-- Start Passage to read --
KARACHI: As the government grapples with a ballooning budget deficit and a sluggish economy, the central bank’s auction calendar shows it plans to borrow a record Rs11.1 trillion rupees through treasury bills and bonds in the July-September quarter, The News reported Friday.

Most planned borrowing for the first quarter of FY24 will be done through Market Treasury Bills with maturities of three, six, and 12 months. 

According to the auction calendar issued by the central bank on Thursday, the government will raise Rs8.70 trillion via short-term paper auctions.

The sale of Pakistan Investment Bonds (PIBs) with fixed and floating rates will allow the government to borrow Rs1.68 trillion from commercial banks. 

It will borrow Rs450 billion via variable rental rate and Rs270 billion via fixed rate government of Pakistan Ijara Sukuk.

During July-September FY24, T-bills and PIBs worth Rs9.6 trillion will mature.

According to the Ministry of Finance, the federal budget deficit increased by more than Rs3.5 trillion in the first nine months of the current fiscal year due to a sharp increase in spending on debt servicing and defence requirements, which accounted for two-thirds of all expenditures.
-- End Passage to read --
Set task: Using the report on Pakistan's planned government borrowing, explain in one to three sentences why the federal budget deficit grew during the first nine months of the current fiscal year.
-- Start Dataset --
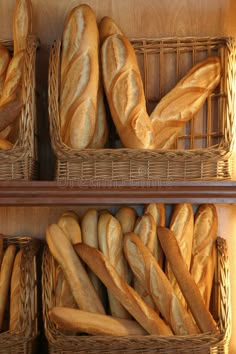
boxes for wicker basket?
[0,236,39,354]
[49,37,236,182]
[0,36,38,180]
[42,238,231,354]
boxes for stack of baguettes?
[0,0,32,150]
[59,4,221,149]
[46,203,218,336]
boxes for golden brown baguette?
[57,215,82,244]
[13,0,32,55]
[144,203,166,268]
[74,243,173,336]
[157,226,218,333]
[98,213,130,318]
[46,224,105,313]
[115,206,137,234]
[150,56,221,149]
[0,245,16,331]
[165,203,194,306]
[190,204,218,308]
[49,307,147,336]
[9,249,23,331]
[60,4,99,149]
[0,44,11,97]
[81,208,106,305]
[124,232,199,335]
[99,17,154,149]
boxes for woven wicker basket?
[49,37,236,182]
[0,36,38,180]
[42,238,231,354]
[0,236,39,354]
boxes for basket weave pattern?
[42,238,231,354]
[0,36,38,180]
[0,236,39,354]
[49,37,236,181]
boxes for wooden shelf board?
[0,181,236,206]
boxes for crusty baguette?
[157,226,218,333]
[124,233,199,335]
[134,212,157,309]
[115,206,137,234]
[49,307,147,336]
[0,245,16,331]
[150,56,221,149]
[165,203,194,306]
[190,204,218,308]
[60,4,99,149]
[0,44,11,97]
[144,203,166,268]
[81,208,106,305]
[57,215,82,244]
[98,213,130,318]
[46,224,105,313]
[74,243,173,336]
[13,0,32,55]
[9,249,23,331]
[99,17,154,149]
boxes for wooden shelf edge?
[0,181,236,206]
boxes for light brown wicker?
[49,37,236,182]
[42,237,231,354]
[0,36,38,180]
[0,236,39,354]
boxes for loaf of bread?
[190,204,218,308]
[165,203,194,306]
[9,249,23,331]
[57,215,82,244]
[115,206,137,234]
[98,213,130,319]
[46,224,105,313]
[49,307,147,336]
[81,208,107,306]
[0,44,11,98]
[124,233,199,335]
[144,203,166,268]
[0,245,16,331]
[150,56,221,149]
[99,17,154,149]
[74,243,173,336]
[59,4,99,149]
[13,0,32,55]
[157,226,218,333]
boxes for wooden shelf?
[0,181,236,206]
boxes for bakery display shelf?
[0,181,236,206]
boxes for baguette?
[190,204,218,308]
[59,4,99,149]
[0,44,11,98]
[46,224,105,313]
[81,208,106,303]
[115,206,137,234]
[165,203,194,306]
[49,307,147,336]
[157,226,218,333]
[0,245,16,331]
[150,56,221,149]
[124,233,199,335]
[74,243,173,336]
[13,0,32,56]
[144,203,166,268]
[57,215,82,244]
[99,17,154,149]
[9,249,23,331]
[98,213,130,319]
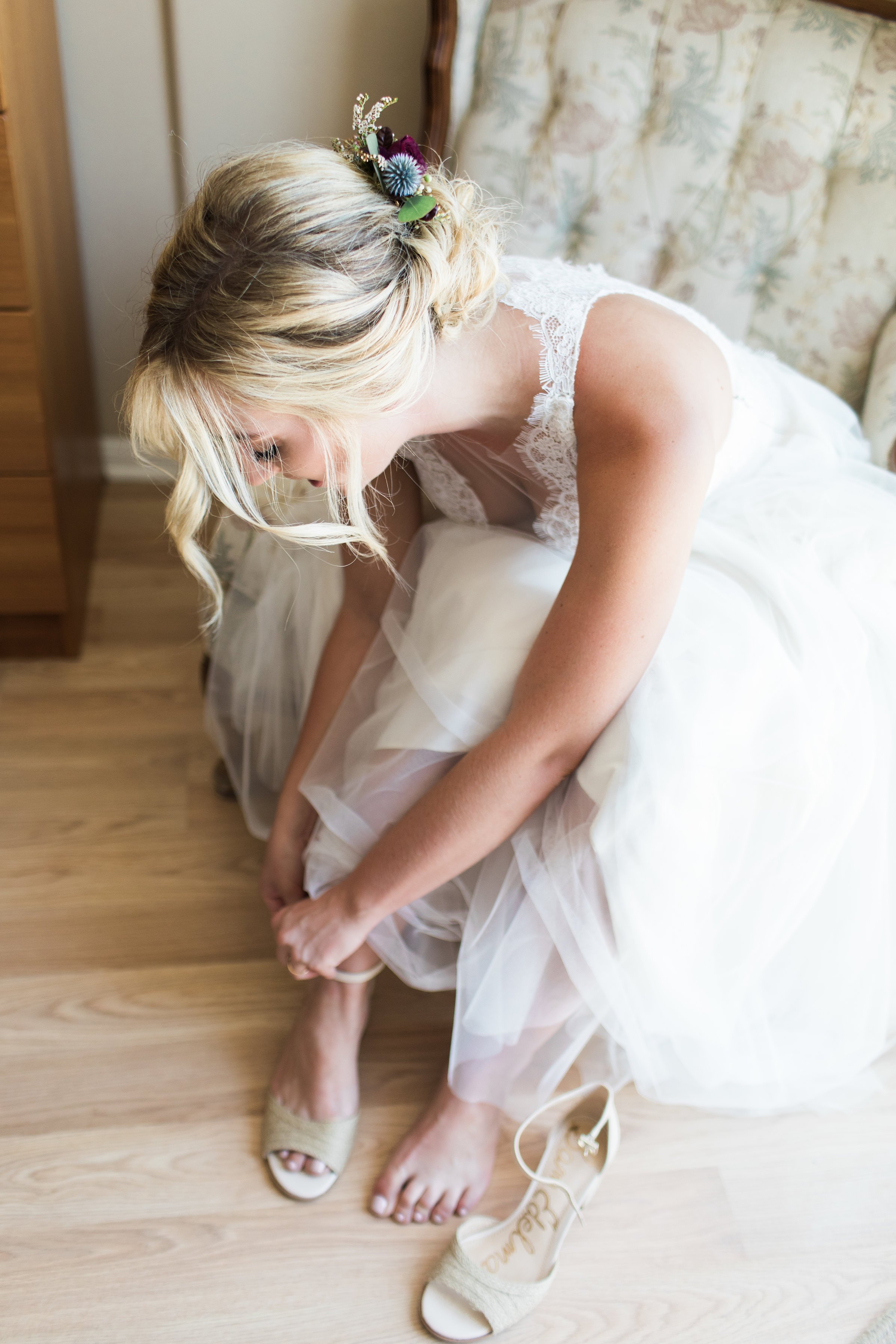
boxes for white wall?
[56,0,427,477]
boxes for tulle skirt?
[208,394,896,1114]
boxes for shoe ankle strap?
[513,1083,613,1223]
[330,961,386,985]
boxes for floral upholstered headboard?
[429,0,896,462]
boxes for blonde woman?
[129,99,896,1337]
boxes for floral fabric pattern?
[453,0,896,433]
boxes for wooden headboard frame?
[423,0,896,155]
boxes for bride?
[129,94,896,1337]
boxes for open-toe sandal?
[420,1083,619,1344]
[262,961,383,1200]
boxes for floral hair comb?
[333,93,438,224]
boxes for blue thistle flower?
[380,155,423,200]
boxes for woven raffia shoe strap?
[433,1238,555,1335]
[262,1095,357,1172]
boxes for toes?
[411,1185,439,1223]
[431,1189,457,1223]
[371,1165,407,1218]
[392,1177,424,1223]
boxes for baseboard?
[99,434,177,484]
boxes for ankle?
[309,979,371,1024]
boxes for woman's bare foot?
[270,980,371,1176]
[371,1078,501,1223]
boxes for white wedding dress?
[208,258,896,1114]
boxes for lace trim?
[504,258,603,551]
[406,438,488,526]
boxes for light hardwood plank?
[0,486,896,1344]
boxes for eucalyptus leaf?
[398,196,435,224]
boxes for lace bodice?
[408,257,623,553]
[407,257,755,554]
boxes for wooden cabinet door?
[0,476,67,614]
[0,117,28,308]
[0,312,50,476]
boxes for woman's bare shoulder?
[575,294,732,448]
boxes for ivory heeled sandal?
[262,961,384,1200]
[420,1083,619,1344]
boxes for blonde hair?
[125,143,501,622]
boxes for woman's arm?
[261,464,420,914]
[276,296,731,974]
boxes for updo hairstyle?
[125,143,501,622]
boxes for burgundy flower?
[376,126,427,172]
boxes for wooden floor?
[0,486,896,1344]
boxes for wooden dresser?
[0,0,101,657]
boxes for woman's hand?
[271,886,376,980]
[259,790,317,915]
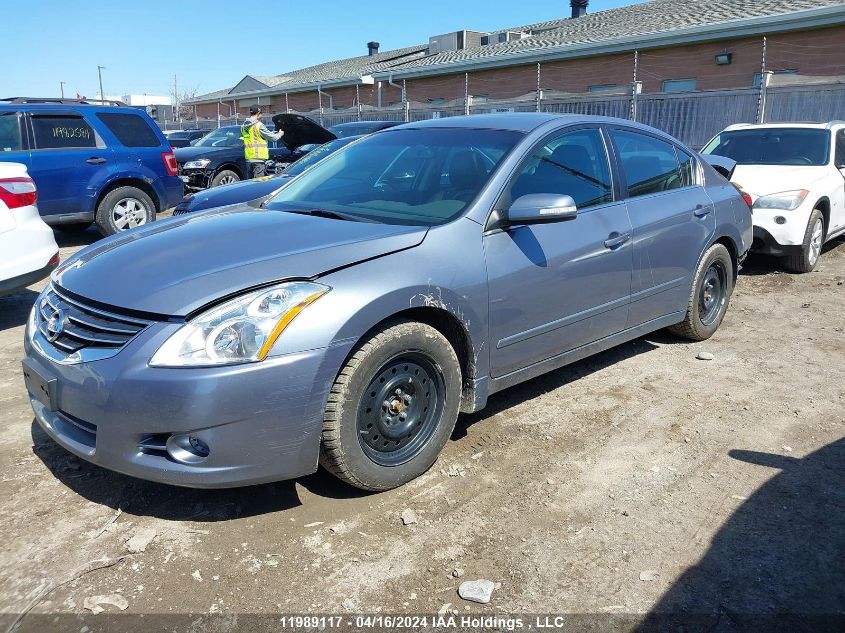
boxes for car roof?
[392,112,680,136]
[724,121,845,132]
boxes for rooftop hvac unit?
[428,31,487,55]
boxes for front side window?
[511,129,613,209]
[265,128,522,226]
[612,130,683,198]
[0,112,23,153]
[701,127,830,167]
[675,147,698,187]
[32,115,100,149]
[97,112,161,147]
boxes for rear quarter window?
[0,112,23,152]
[32,114,102,149]
[97,112,161,147]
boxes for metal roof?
[188,0,845,103]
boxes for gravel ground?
[0,225,845,631]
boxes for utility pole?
[97,66,106,102]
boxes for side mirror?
[508,193,578,224]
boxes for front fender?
[271,219,489,388]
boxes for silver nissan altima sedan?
[23,114,752,490]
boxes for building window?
[663,79,696,92]
[589,84,622,93]
[754,68,798,88]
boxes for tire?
[53,222,94,233]
[320,321,462,491]
[95,186,156,235]
[669,244,734,341]
[784,209,824,273]
[211,169,241,187]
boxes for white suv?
[0,162,59,296]
[701,121,845,273]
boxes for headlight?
[754,189,810,211]
[182,158,211,169]
[150,281,330,367]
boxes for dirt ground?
[0,223,845,631]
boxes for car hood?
[185,174,290,211]
[173,145,236,163]
[731,165,827,198]
[273,113,337,150]
[53,205,427,316]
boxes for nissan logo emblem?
[47,308,67,343]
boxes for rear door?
[29,111,112,216]
[610,128,716,327]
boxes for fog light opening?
[167,435,211,464]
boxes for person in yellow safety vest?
[241,106,284,178]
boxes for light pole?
[97,66,106,102]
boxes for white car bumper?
[0,203,59,294]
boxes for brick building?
[190,0,845,119]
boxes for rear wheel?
[786,209,824,273]
[211,169,241,187]
[96,187,156,235]
[669,244,734,341]
[320,322,461,490]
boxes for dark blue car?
[0,98,182,235]
[173,136,361,215]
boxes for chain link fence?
[162,82,845,149]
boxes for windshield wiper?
[282,209,376,222]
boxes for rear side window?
[612,130,681,198]
[97,112,161,147]
[32,115,97,149]
[675,147,698,187]
[0,112,23,152]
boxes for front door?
[24,112,113,216]
[484,128,632,377]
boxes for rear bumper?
[751,226,802,257]
[0,251,59,297]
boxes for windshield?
[701,128,830,166]
[265,128,522,226]
[329,123,398,138]
[194,127,243,147]
[285,138,355,176]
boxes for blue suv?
[0,98,183,235]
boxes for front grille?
[37,287,150,355]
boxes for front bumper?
[25,323,343,488]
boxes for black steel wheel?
[320,321,462,490]
[358,351,446,466]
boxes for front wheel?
[669,244,734,341]
[320,321,461,490]
[786,209,824,273]
[211,169,241,187]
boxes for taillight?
[0,177,38,209]
[161,152,179,176]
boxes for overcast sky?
[0,0,644,97]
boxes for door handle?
[604,233,631,248]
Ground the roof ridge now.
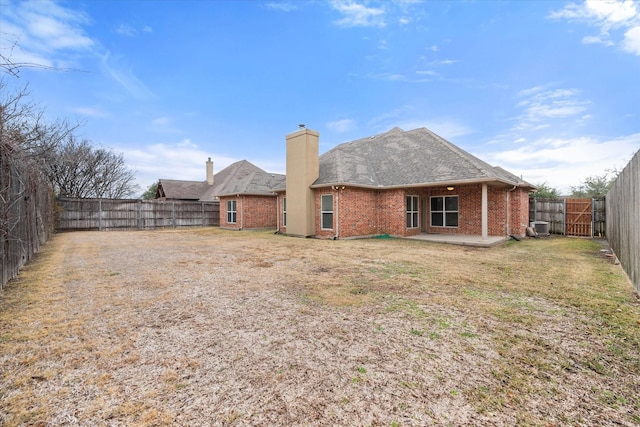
[414,127,497,178]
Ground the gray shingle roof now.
[312,127,530,188]
[200,160,267,201]
[159,179,209,200]
[217,171,286,197]
[159,160,274,201]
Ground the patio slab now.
[405,233,507,248]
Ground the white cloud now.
[0,0,96,67]
[331,0,387,28]
[549,0,640,55]
[622,26,640,56]
[151,117,169,126]
[114,139,240,190]
[582,36,613,46]
[74,107,109,118]
[327,119,358,133]
[116,24,137,37]
[101,52,153,99]
[480,133,640,193]
[512,86,591,131]
[265,2,298,12]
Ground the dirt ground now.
[0,228,640,426]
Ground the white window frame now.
[282,197,287,227]
[405,194,420,228]
[320,194,333,230]
[227,200,238,224]
[429,195,460,228]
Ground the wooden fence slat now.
[56,199,220,230]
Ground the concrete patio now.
[405,233,508,248]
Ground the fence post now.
[98,199,102,231]
[590,197,596,238]
[562,199,567,236]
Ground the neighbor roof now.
[200,160,267,200]
[158,160,272,201]
[158,179,209,200]
[312,127,533,188]
[217,170,286,197]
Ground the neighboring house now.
[155,157,214,201]
[155,157,266,202]
[164,128,535,238]
[216,169,285,230]
[272,128,534,238]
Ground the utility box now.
[531,221,549,236]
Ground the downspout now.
[481,183,489,239]
[506,185,518,236]
[236,194,244,230]
[331,185,344,240]
[276,193,280,234]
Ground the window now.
[282,197,287,227]
[407,196,418,228]
[227,200,236,224]
[431,196,458,227]
[320,194,333,230]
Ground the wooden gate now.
[565,199,593,237]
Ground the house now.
[270,128,534,238]
[155,157,276,202]
[164,127,534,239]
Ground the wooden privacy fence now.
[529,198,606,237]
[0,147,53,289]
[56,199,220,231]
[607,151,640,294]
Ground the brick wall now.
[509,188,529,236]
[220,196,277,230]
[220,197,242,230]
[276,184,529,238]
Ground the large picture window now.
[431,196,458,227]
[227,200,236,224]
[320,194,333,230]
[282,197,287,227]
[407,196,418,228]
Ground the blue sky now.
[0,0,640,196]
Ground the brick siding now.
[220,196,277,230]
[270,184,529,238]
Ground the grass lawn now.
[0,232,640,426]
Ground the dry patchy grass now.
[0,229,640,426]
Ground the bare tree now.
[46,135,138,199]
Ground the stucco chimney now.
[286,126,320,237]
[207,157,213,185]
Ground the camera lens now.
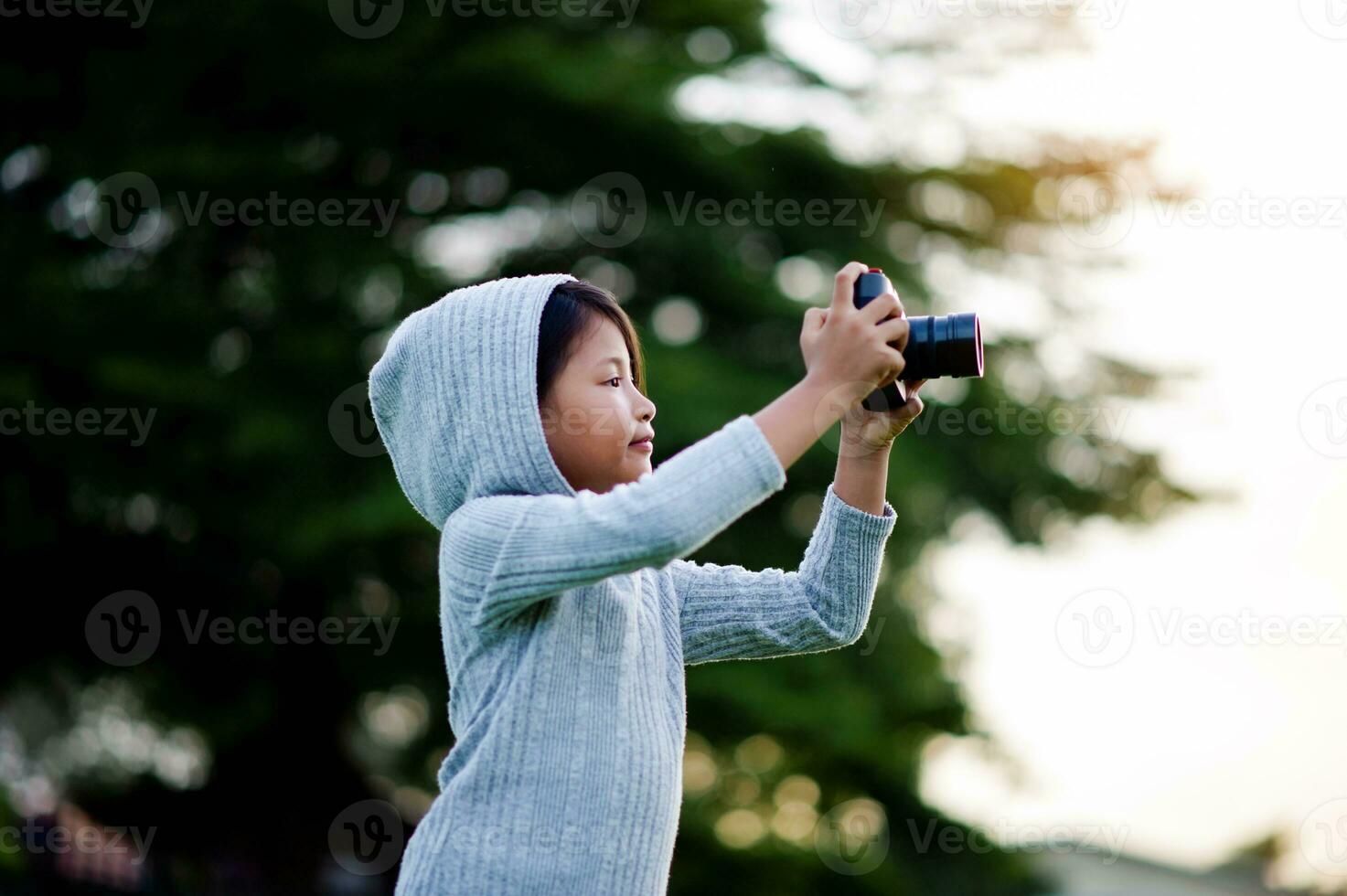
[903,313,982,381]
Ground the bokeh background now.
[0,0,1347,893]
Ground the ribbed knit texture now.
[370,273,896,896]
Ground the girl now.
[369,261,922,896]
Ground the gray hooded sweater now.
[369,273,896,896]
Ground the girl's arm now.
[668,452,897,666]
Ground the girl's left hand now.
[842,380,925,454]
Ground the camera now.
[852,268,982,411]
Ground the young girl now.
[369,261,922,896]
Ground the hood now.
[369,273,576,528]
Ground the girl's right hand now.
[800,261,909,401]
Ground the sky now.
[759,0,1347,887]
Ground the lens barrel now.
[852,268,982,411]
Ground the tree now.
[0,0,1195,892]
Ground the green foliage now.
[0,0,1192,893]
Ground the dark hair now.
[538,281,647,401]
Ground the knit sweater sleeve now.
[441,415,786,628]
[668,484,897,666]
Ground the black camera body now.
[852,268,982,411]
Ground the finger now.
[861,293,903,324]
[829,261,871,310]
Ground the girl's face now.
[539,315,655,493]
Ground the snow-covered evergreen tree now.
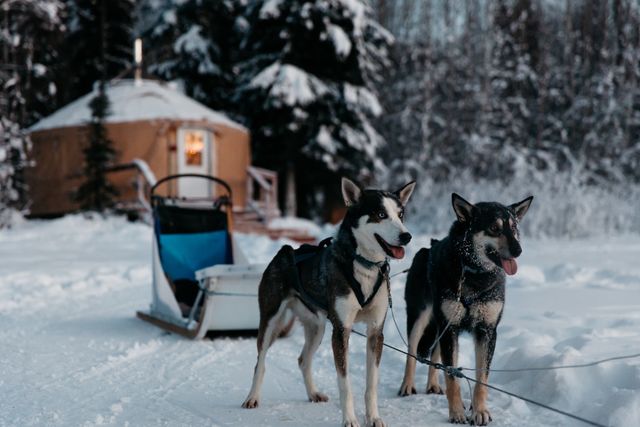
[76,84,117,212]
[0,116,30,228]
[58,0,135,104]
[0,0,64,219]
[236,0,392,215]
[139,0,241,111]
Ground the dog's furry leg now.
-- End Dataset --
Output of the task: According to the Ministry of Finance, the federal budget deficit rose by more than Rs3.5 trillion because of a sharp increase in spending on debt servicing and defence requirements. Together, these two areas accounted for two-thirds of all expenditures.